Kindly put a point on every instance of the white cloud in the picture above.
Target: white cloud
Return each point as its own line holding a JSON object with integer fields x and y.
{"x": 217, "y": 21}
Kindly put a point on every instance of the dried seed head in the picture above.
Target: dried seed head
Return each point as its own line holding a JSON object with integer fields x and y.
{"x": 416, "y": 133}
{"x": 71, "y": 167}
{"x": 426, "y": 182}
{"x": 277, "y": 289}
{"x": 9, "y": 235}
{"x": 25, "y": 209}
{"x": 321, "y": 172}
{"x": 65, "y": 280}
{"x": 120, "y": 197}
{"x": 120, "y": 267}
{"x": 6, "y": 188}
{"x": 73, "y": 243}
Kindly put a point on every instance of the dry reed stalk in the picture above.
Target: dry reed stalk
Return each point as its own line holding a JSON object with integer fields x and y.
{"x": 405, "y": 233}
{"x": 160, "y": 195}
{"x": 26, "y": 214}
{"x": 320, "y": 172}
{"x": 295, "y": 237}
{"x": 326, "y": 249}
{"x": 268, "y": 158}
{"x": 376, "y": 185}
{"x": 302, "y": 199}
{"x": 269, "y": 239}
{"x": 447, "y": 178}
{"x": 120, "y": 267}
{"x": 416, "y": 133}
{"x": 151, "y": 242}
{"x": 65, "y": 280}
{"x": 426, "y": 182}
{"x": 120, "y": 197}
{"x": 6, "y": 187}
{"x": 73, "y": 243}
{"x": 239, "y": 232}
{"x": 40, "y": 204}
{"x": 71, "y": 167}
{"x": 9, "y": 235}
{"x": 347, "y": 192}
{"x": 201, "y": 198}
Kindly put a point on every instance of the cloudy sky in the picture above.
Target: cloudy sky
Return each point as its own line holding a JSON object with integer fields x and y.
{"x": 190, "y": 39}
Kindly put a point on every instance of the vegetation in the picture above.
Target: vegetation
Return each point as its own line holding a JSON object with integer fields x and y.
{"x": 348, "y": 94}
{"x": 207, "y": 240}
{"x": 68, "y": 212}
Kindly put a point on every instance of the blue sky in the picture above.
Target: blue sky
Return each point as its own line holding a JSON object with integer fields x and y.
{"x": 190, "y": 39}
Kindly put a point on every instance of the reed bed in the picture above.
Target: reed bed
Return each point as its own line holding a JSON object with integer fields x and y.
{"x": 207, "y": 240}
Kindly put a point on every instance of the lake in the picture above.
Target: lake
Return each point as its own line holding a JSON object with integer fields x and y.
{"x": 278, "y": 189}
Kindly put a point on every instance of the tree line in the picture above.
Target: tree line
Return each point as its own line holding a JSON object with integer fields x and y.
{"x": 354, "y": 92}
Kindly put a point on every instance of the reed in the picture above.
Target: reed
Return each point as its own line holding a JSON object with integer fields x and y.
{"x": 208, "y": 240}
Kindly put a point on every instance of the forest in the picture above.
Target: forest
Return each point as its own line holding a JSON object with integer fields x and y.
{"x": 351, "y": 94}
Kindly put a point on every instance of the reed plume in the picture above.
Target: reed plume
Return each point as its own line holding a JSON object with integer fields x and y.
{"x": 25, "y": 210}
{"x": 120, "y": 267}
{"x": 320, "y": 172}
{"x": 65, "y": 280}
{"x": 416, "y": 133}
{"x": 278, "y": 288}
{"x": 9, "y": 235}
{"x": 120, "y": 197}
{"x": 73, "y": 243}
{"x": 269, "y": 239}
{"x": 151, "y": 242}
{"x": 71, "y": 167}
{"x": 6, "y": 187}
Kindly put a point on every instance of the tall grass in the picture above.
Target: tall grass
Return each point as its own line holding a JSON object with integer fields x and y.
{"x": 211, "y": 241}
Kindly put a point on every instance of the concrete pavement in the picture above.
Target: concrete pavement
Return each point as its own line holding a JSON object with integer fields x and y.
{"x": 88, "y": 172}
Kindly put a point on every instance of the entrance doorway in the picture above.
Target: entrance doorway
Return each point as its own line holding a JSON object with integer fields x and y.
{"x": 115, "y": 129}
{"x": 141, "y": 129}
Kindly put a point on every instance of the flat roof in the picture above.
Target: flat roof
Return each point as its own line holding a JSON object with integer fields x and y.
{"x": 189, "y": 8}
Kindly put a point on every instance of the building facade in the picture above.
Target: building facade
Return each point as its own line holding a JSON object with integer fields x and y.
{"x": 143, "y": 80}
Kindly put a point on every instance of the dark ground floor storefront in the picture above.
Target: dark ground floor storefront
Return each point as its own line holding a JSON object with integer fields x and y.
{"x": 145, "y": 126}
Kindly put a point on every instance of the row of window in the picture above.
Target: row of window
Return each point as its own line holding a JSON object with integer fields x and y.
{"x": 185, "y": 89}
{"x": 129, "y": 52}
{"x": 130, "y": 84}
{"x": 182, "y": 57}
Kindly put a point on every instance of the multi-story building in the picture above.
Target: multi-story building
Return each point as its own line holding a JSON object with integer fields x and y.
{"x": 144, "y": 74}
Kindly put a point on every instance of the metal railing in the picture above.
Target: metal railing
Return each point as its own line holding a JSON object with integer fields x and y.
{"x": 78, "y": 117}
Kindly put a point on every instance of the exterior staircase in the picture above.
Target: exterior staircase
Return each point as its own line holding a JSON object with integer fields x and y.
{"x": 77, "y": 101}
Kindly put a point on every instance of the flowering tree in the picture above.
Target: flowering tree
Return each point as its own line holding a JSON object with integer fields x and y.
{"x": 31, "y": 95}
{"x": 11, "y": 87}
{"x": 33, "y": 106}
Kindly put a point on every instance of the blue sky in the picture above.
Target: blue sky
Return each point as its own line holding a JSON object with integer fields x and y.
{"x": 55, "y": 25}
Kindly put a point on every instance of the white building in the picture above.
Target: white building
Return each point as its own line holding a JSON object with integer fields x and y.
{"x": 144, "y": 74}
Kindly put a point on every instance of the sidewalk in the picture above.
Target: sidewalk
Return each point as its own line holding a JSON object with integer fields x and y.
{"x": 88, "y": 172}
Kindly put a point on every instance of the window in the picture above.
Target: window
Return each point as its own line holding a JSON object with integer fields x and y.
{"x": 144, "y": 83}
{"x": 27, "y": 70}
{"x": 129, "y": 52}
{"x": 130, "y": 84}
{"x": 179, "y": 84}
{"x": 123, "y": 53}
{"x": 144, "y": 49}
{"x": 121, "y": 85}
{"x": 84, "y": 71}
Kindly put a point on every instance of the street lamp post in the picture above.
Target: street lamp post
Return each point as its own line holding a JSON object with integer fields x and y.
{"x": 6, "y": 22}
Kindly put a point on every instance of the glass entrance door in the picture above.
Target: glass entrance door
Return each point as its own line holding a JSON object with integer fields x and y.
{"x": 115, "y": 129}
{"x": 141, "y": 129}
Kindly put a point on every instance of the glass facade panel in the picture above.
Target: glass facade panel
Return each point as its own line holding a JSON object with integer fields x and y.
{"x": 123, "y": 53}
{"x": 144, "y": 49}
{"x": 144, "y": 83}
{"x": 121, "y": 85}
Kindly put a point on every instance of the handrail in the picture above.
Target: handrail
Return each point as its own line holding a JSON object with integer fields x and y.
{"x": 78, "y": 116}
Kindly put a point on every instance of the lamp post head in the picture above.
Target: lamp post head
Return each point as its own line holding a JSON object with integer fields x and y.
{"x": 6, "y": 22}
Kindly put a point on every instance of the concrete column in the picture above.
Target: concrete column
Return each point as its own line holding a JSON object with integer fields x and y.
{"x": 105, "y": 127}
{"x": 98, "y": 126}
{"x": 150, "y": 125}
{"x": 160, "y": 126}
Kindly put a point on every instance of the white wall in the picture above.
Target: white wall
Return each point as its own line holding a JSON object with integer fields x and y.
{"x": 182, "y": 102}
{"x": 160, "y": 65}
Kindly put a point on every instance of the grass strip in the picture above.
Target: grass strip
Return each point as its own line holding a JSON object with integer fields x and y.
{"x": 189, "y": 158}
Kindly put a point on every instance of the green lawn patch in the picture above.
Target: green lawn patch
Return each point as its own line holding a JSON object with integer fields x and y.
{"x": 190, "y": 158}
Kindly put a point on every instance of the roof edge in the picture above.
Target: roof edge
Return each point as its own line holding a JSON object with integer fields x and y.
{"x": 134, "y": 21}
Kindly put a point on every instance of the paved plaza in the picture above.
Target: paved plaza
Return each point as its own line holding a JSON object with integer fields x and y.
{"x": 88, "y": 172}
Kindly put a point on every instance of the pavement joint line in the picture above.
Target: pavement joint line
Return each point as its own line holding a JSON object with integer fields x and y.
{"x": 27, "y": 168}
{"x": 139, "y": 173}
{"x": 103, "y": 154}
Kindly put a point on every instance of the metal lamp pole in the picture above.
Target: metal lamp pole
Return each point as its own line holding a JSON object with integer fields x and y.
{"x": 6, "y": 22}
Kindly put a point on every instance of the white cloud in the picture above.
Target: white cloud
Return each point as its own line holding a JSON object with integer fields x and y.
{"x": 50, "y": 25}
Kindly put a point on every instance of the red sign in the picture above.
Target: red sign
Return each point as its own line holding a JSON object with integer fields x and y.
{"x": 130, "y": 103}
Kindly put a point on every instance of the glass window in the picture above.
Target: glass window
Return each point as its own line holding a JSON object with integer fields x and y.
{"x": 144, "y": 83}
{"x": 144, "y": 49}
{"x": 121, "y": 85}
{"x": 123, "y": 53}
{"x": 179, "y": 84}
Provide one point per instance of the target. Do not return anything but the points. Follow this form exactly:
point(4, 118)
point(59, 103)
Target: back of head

(TASK TO CARRY OUT) Recast the stretch from the line containing "Provide one point" through the end of the rows above as a Markdown table. Use two columns, Index for a running line number and Line for the text, and skip any blank lines.

(TASK RESULT)
| Index | Line |
|---|---|
| 1 | Provide one point per instance of the target. Do not return anything but the points. Follow this form exactly: |
| 2 | point(4, 118) |
| 3 | point(59, 103) |
| 4 | Target: back of head |